WHAT TO WORK ON |
Of the entries below, return exactly those lines that fall between the one containing "Where can the distant wave" and the one containing "Where can the wet", the two end lines included.

Dataset entries |
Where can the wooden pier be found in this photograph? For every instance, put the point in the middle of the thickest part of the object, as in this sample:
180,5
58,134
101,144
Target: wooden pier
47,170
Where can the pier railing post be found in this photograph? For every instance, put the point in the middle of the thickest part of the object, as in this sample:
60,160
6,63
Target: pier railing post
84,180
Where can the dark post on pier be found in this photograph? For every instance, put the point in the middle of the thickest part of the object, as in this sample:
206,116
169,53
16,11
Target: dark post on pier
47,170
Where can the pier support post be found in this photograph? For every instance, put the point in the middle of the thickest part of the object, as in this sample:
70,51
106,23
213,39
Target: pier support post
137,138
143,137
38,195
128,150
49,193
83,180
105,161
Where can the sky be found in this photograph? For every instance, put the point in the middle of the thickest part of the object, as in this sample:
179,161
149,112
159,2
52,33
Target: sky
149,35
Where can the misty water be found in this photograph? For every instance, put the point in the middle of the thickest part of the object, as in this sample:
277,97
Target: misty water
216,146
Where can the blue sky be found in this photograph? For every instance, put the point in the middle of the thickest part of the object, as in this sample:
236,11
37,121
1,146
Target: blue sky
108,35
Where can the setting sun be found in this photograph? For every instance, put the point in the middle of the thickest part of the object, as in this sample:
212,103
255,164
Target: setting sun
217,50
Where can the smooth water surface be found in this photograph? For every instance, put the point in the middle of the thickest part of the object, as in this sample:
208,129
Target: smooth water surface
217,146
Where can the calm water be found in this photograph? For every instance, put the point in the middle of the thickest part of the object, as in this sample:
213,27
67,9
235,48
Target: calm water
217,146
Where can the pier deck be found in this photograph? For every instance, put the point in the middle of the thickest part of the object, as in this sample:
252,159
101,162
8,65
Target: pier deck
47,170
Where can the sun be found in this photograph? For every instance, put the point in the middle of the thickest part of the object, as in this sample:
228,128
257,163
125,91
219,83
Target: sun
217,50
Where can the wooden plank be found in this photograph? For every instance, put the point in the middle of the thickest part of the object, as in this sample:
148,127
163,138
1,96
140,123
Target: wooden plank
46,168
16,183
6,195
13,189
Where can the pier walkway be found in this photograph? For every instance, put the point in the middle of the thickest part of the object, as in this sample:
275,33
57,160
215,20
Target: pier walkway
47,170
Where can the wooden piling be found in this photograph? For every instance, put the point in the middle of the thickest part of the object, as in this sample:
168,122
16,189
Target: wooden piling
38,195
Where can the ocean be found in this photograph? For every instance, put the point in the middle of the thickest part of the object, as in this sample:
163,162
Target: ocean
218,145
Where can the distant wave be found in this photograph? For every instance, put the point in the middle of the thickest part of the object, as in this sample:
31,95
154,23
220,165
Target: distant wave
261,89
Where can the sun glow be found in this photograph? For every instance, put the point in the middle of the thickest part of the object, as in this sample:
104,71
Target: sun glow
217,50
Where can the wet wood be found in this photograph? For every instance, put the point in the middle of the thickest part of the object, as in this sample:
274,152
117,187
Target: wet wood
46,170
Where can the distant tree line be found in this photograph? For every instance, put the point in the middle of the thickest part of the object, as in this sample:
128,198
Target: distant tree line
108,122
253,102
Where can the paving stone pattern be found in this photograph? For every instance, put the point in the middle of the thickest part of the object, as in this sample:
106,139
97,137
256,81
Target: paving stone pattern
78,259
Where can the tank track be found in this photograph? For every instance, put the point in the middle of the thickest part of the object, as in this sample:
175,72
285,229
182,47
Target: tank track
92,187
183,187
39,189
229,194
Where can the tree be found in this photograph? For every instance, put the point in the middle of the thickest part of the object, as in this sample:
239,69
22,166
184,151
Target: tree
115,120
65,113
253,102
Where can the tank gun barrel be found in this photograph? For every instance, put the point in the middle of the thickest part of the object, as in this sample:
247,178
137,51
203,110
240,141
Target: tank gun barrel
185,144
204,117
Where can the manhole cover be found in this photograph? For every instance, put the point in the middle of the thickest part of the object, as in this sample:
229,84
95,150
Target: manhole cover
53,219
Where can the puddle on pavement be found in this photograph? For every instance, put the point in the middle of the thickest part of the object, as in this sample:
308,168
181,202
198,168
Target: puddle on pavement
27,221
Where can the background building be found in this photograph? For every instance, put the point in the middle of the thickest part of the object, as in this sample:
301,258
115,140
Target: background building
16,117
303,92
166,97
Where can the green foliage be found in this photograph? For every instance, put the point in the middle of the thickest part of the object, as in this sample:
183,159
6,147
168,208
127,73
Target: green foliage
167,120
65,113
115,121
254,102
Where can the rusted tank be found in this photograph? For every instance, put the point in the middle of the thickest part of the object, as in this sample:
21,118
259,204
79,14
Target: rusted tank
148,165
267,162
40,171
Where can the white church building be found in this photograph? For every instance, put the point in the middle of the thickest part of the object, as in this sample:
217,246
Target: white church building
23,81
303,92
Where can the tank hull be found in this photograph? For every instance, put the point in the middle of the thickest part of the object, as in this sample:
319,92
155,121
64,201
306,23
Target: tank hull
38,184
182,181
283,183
---
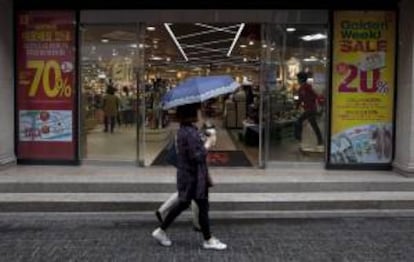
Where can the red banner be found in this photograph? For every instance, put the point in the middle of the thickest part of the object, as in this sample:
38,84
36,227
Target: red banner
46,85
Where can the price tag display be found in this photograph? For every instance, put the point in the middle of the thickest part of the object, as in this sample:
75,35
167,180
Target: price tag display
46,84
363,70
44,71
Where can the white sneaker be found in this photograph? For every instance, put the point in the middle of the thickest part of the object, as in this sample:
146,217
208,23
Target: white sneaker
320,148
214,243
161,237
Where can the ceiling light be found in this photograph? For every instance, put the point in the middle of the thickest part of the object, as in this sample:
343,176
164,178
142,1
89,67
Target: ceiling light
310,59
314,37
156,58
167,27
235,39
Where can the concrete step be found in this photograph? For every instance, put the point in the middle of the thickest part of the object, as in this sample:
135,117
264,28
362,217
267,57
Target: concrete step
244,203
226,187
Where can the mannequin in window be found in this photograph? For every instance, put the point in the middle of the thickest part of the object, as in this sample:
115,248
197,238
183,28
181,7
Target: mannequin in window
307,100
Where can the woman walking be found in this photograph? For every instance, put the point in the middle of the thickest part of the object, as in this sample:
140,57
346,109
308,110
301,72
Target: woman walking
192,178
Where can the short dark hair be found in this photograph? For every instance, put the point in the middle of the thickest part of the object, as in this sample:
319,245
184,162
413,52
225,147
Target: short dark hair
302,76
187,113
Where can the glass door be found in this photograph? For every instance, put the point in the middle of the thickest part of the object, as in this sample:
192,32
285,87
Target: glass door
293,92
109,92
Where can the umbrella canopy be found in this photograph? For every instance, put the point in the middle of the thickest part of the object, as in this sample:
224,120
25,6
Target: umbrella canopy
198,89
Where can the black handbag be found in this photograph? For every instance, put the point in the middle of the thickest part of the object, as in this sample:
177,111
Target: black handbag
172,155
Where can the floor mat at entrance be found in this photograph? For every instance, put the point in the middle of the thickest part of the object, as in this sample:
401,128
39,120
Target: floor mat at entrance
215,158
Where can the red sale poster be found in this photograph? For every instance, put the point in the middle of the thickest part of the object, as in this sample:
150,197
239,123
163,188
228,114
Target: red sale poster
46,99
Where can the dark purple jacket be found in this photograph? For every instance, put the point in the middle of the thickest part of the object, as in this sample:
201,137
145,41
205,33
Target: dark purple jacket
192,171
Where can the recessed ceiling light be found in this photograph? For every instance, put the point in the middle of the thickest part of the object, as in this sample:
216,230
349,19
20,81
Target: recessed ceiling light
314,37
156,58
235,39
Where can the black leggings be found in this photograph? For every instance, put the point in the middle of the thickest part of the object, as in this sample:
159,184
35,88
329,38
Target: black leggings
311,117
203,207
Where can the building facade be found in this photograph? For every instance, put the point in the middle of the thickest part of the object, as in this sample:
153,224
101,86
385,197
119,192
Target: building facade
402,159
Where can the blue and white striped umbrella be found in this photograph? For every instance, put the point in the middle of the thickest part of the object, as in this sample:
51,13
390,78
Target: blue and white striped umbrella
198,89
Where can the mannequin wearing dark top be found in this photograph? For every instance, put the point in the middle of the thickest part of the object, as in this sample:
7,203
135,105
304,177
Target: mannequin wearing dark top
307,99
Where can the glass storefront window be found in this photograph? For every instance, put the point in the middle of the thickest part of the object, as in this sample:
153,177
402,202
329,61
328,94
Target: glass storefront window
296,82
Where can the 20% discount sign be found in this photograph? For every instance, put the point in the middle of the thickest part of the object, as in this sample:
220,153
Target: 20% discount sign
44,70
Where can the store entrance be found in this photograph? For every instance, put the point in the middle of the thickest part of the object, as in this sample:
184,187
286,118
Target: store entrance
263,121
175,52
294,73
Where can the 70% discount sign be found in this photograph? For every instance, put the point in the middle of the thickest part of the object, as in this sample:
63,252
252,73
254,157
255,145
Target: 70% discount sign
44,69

EXERCISE RESULT |
Where can the distant wave be found in this photograph? For every instance, put the point in the middle of the thickest part of the object, as in this sample:
31,95
154,23
220,165
Target: distant wave
261,89
Where can the sun glow be found in this photograph? For every instance, put the point in the middle of the thickest part of the object, as in this sample:
104,71
Target: sun glow
217,50
Where can the wet wood be found in this photograph? For every instance, put the point in the middle of the thickest part of the object, as in this sample:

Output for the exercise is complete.